[Stored data]
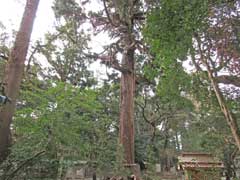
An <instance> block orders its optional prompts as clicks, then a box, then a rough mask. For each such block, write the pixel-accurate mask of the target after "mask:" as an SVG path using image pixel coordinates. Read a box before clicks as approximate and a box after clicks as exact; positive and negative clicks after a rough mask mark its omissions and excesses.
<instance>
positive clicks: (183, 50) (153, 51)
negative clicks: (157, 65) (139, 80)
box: [144, 0, 209, 67]
mask: <svg viewBox="0 0 240 180" xmlns="http://www.w3.org/2000/svg"><path fill="white" fill-rule="evenodd" d="M208 3H209V0H200V1H199V0H187V1H181V0H177V1H175V0H170V1H169V0H163V1H161V2H160V5H159V7H156V8H154V9H153V10H152V11H151V12H150V13H149V16H148V20H147V25H146V27H145V30H144V35H145V38H146V40H147V42H148V43H149V44H150V45H151V50H152V51H153V52H154V53H157V56H158V57H157V58H158V59H159V60H161V61H162V63H163V64H162V66H166V67H168V66H169V63H170V62H171V61H173V60H175V59H177V58H178V59H182V60H183V59H185V58H186V55H187V53H188V50H189V48H190V46H191V44H192V36H193V34H194V32H195V31H197V30H198V29H200V28H204V22H205V21H204V19H205V18H206V15H207V13H208Z"/></svg>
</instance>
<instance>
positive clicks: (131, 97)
mask: <svg viewBox="0 0 240 180" xmlns="http://www.w3.org/2000/svg"><path fill="white" fill-rule="evenodd" d="M103 5H104V9H103V10H102V11H101V12H99V13H93V14H92V18H91V21H92V24H93V26H94V27H95V29H96V31H97V32H101V31H103V30H104V31H107V32H108V33H109V35H110V37H112V39H113V40H114V43H112V44H110V45H108V46H106V48H105V50H104V54H101V55H99V56H98V57H97V58H99V59H101V60H102V62H103V63H105V64H106V65H109V66H110V67H112V68H114V69H116V70H118V71H120V73H121V80H120V117H119V123H120V129H119V142H120V144H121V146H122V149H123V153H124V155H123V156H124V163H126V164H128V165H133V164H134V92H135V68H134V67H135V62H136V60H135V52H136V51H135V50H136V48H137V45H139V43H138V42H139V40H140V37H141V36H140V35H139V32H140V31H139V27H141V20H143V18H142V15H143V12H142V11H141V10H142V8H141V7H142V6H143V4H142V2H141V1H134V0H127V1H124V0H121V1H106V0H103ZM119 54H121V59H119V57H120V56H119Z"/></svg>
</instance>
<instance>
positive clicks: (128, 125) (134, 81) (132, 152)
mask: <svg viewBox="0 0 240 180" xmlns="http://www.w3.org/2000/svg"><path fill="white" fill-rule="evenodd" d="M130 39H131V38H129V39H128V40H125V42H126V44H127V45H129V47H130V44H131V41H130ZM126 47H128V46H126ZM122 64H123V65H124V66H125V67H126V68H127V69H128V71H126V72H122V75H121V83H120V86H121V94H120V98H121V99H120V143H121V145H122V147H123V151H124V160H125V163H126V164H134V91H135V75H134V48H127V49H126V50H125V51H124V54H123V59H122Z"/></svg>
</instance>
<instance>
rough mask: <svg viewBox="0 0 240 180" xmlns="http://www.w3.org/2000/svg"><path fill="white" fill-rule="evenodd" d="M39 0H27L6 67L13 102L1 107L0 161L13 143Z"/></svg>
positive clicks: (7, 83)
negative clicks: (18, 95)
mask: <svg viewBox="0 0 240 180" xmlns="http://www.w3.org/2000/svg"><path fill="white" fill-rule="evenodd" d="M38 4H39V0H27V2H26V6H25V10H24V14H23V17H22V22H21V25H20V29H19V31H18V33H17V36H16V40H15V43H14V47H13V49H12V51H11V54H10V57H9V60H8V64H7V66H6V68H5V77H4V88H5V93H6V95H7V96H8V97H9V98H11V100H12V102H11V103H9V104H6V105H5V106H3V107H1V110H0V162H2V161H3V160H4V159H5V158H6V156H7V154H8V151H9V147H10V145H11V128H10V126H11V122H12V118H13V115H14V111H15V107H16V99H17V96H18V93H19V89H20V84H21V80H22V76H23V71H24V62H25V59H26V55H27V51H28V46H29V41H30V37H31V33H32V29H33V23H34V19H35V16H36V12H37V7H38Z"/></svg>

> What you will do: Exactly as they stand, retype all the entries, but omit the pictures.

> Exercise solution:
An <instance> block orders its optional prompts as clicks, then a box, then a rough mask. For each such block, write the pixel-accurate mask of the target after "mask:" as an SVG path using image pixel coordinates. Read a box before clicks as approximate and a box after clicks as exact; positive and negative clicks after a rough mask mark its omissions and excesses.
<instance>
positive clicks: (183, 50) (153, 51)
negative clicks: (157, 65) (139, 80)
box: [144, 0, 209, 67]
mask: <svg viewBox="0 0 240 180" xmlns="http://www.w3.org/2000/svg"><path fill="white" fill-rule="evenodd" d="M208 3H209V0H200V1H199V0H187V1H181V0H177V1H175V0H170V1H169V0H163V1H161V2H160V5H159V7H156V8H154V9H153V10H152V11H151V12H150V13H149V16H148V20H147V25H146V27H145V30H144V35H145V38H146V40H147V42H148V43H149V44H150V45H151V50H152V51H153V52H154V53H157V56H158V57H157V58H158V59H159V60H161V61H162V63H163V64H162V66H166V67H168V66H169V63H170V62H171V61H173V60H175V59H177V58H178V59H182V60H183V59H185V58H186V55H187V53H188V50H189V48H190V46H191V44H192V36H193V34H194V32H195V31H197V30H198V29H200V28H204V22H205V21H204V19H205V18H206V15H207V13H208Z"/></svg>
</instance>
<instance>
positive clicks: (131, 97)
mask: <svg viewBox="0 0 240 180" xmlns="http://www.w3.org/2000/svg"><path fill="white" fill-rule="evenodd" d="M103 5H104V9H103V10H102V11H101V12H99V13H93V14H92V18H91V21H92V24H93V26H94V27H95V29H96V31H97V32H101V31H103V30H104V31H107V32H108V33H109V35H110V37H112V39H113V40H114V43H112V44H110V45H108V46H106V48H105V50H104V54H101V55H99V56H98V57H97V58H99V59H101V60H102V62H103V63H105V64H106V65H109V66H110V67H112V68H114V69H116V70H118V71H120V73H121V80H120V117H119V123H120V129H119V142H120V144H121V146H122V149H123V153H124V155H123V156H124V163H126V164H128V165H133V164H134V92H135V68H134V67H135V62H136V60H135V52H136V51H135V50H136V48H137V45H139V43H138V42H139V40H140V37H141V36H140V35H139V32H140V31H139V27H141V20H143V18H142V15H143V12H142V11H141V10H142V8H141V7H142V6H143V4H142V2H141V1H134V0H127V1H124V0H121V1H106V0H103ZM119 54H121V59H119V57H120V56H119Z"/></svg>
</instance>
<instance>
positive clicks: (128, 125) (134, 81) (132, 152)
mask: <svg viewBox="0 0 240 180" xmlns="http://www.w3.org/2000/svg"><path fill="white" fill-rule="evenodd" d="M130 39H131V38H129V39H128V40H125V42H126V44H127V45H129V47H130V44H131V41H130ZM126 47H128V46H126ZM122 64H123V65H124V66H125V67H126V68H127V69H128V71H126V72H122V75H121V83H120V86H121V94H120V98H121V99H120V143H121V145H122V147H123V151H124V160H125V163H126V164H134V91H135V75H134V48H127V49H126V50H125V51H124V54H123V59H122Z"/></svg>
</instance>
<instance>
rough mask: <svg viewBox="0 0 240 180" xmlns="http://www.w3.org/2000/svg"><path fill="white" fill-rule="evenodd" d="M39 0H27L6 67L13 102L1 107L0 161L13 143Z"/></svg>
positive clicks: (7, 83)
negative clicks: (18, 95)
mask: <svg viewBox="0 0 240 180" xmlns="http://www.w3.org/2000/svg"><path fill="white" fill-rule="evenodd" d="M38 4H39V0H27V2H26V6H25V10H24V14H23V17H22V22H21V25H20V29H19V31H18V33H17V36H16V40H15V43H14V47H13V49H12V51H11V54H10V57H9V60H8V64H7V66H6V68H5V77H4V88H5V93H6V95H7V96H8V97H9V98H11V100H12V102H11V103H9V104H6V105H5V106H3V107H1V110H0V162H2V161H3V160H4V159H5V158H6V156H7V154H8V151H9V147H10V145H11V128H10V126H11V122H12V118H13V115H14V111H15V107H16V99H17V96H18V93H19V89H20V84H21V80H22V76H23V71H24V62H25V59H26V55H27V51H28V46H29V41H30V37H31V33H32V29H33V23H34V19H35V16H36V12H37V7H38Z"/></svg>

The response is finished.